* **EL EJERCICIO**: ¿Puedes actualizar el fragmento sobre la derrota deportiva desde "Si la derrota" hasta "ha sido inferior.", escribiéndolo de nuevo con "sonrojo" en lugar de "bochorno"?

* **FUENTE**:
'''

Si la derrota ha sido abultada suelen ocurrir dos cosas. Por un lado, el bochorno y el sentimiento de ridículo se acrecienta, la rabia por la derrota viene acompañada por la sensación mediatizada de vergüenza o insatisfacción. Por otro lado, puede ocurrir que se asuma la derrota como justa, se relativicen las consecuencias y se acepte como tal, dando valor al contrario por el logro y soportando el hecho de que el equipo elegido por uno ha sido inferior.
El desconsuelo manifiesto surge cuando la derrota se ha producido por un matiz particular, por una consecuencia específica y concreta que ha variado la dinámica del resultado final. En este caso, ya no miramos el rendimiento ni las propias evoluciones del partido, en dicho caso, el sentimiento de impotencia y de dolor espiritual se multiplica y la sensación de malestar, de injusticia o de engaño se acrecientan. La rabia o la insatisfacción por el logro alcanzable pero peridido se deja ver y manifestar y será y estará en la propia concepción del juego de dicha afición y de dicho aficionado contener y relativizar las consecuencias.

'''

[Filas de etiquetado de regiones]
'''

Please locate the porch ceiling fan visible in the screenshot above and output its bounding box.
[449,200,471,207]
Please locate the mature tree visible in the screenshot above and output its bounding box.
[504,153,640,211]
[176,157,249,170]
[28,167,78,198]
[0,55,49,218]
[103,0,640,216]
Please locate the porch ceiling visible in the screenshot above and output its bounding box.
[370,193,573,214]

'''
'''

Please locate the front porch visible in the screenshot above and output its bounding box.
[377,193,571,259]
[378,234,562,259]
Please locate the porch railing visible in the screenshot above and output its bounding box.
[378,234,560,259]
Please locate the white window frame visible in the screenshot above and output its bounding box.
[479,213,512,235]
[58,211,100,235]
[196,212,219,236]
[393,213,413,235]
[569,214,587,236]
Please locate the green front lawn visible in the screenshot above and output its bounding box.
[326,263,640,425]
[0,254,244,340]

'''

* **SOLUCIÓN ESCRITA**:
Si la derrota ha sido abultada suelen ocurrir dos cosas. Por un lado, el sonrojo y el sentimiento de ridículo se acrecienta, la rabia por la derrota viene acompañada por la sensación mediatizada de vergüenza o insatisfacción. Por otro lado, puede ocurrir que se asuma la derrota como justa, se relativicen las consecuencias y se acepte como tal, dando valor al contrario por el logro y soportando el hecho de que el equipo elegido por uno ha sido inferior.